• _Task list_:
- A) Please write out the part of the Wrigley Field ad article starting at "Chicago Cubs fans" and ending at "its outfield fences.".
- B) Summarize the Wrigley Field ad article in two sentences.

• _Excerpt_:
▬▬▬▬▬▬

Advertisement

An ad among the ivy

Share via
Times Staff Writer

Ivy League or bush league?

Chicago Cubs fans were debating that question this week after their team broke with tradition and agreed to sell advertising space on Wrigley Field’s fabled ivy-covered outfield walls.

The deal will allow sports apparel and footwear manufacturer Under Armour to place its logo on two access doors in the walls that are covered with ivy first planted in 1937 by Bill Veeck. The signage, along with a logo behind home plate and other advertising elements, will be in place for the Cubs’ home opener with Houston on April 9. The Cubs reportedly were the last big league club without any ads on its outfield fences.

Under Armour and the Cubs did not release financial terms of the deal that will include a pair of 7-foot by 12-foot Under Armour logos to be painted on the doors. The deal was driven by the team’s ongoing effort to find “alternative and creative revenue streams,” a Cubs official said. The Cubs and the Los Angeles Times are both owned by Chicago-based Tribune Co.

Advertisement

Under Armour, which already has advertising inside Baltimore’s Camden Yards and Fenway Park in Boston, will use the new signs to market its growing line of baseball cleats and sports apparel. The company knows that some fans will be irritated. “The Cubs will tell you what happened when they played the first night games,” said Under Armour Vice President Steve Battista. “But it’s all part of putting a winner on the field.”

If past tinkering with the ballpark’s historic character is any indication, fan anger probably won’t last. Wrigley partisans erupted in 1988 when the Cubs added night games, but the late-starting games soon grew popular.

The anger over the outfield signs was evident Thursday on the Internet. “There is just something inherently wrong about ads being placed among the ivy at Wrigley Field as part of some lame marketing ploy,” one blogger wrote. Sports marketers, however, weren’t surprised by the Cubs’ decision.

Advertisement

“It is in the natural course of sports marketing that the ivy is falling,” said Shawn Bradley, chief operating officer of the Denver-based Bonham Group Market Research Company. “There is a very elite, select group that, at this point, has remained free of sponsor or advertising clutter, and Wrigley had been one of them.”

▬▬▬▬▬▬

Dataset entries:

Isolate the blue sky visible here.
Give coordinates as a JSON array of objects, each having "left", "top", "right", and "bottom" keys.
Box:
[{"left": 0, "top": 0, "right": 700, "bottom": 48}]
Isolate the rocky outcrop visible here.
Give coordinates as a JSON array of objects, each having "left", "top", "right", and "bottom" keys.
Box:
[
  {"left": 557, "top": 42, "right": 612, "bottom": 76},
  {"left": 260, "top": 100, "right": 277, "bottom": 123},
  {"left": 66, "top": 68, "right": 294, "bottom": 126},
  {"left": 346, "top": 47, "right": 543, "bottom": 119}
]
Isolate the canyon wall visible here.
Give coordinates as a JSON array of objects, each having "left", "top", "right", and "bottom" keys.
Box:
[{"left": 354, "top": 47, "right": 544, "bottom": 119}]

▬▬▬▬▬▬

• _Outputs for the tasks_:
- A)
Chicago Cubs fans were debating that question this week after their team broke with tradition and agreed to sell advertising space on Wrigley Field’s fabled ivy-covered outfield walls.

The deal will allow sports apparel and footwear manufacturer Under Armour to place its logo on two access doors in the walls that are covered with ivy first planted in 1937 by Bill Veeck. The signage, along with a logo behind home plate and other advertising elements, will be in place for the Cubs’ home opener with Houston on April 9. The Cubs reportedly were the last big league club without any ads on its outfield fences.

- B) The Chicago Cubs, reportedly the last big league club without any ads on its outfield fences, broke with tradition by agreeing to let Under Armour paint its logo on two access doors in Wrigley Field's ivy-covered outfield walls. Some fans voiced anger online, but sports marketers weren't surprised, and past fan anger over the 1988 addition of night games faded as those games grew popular.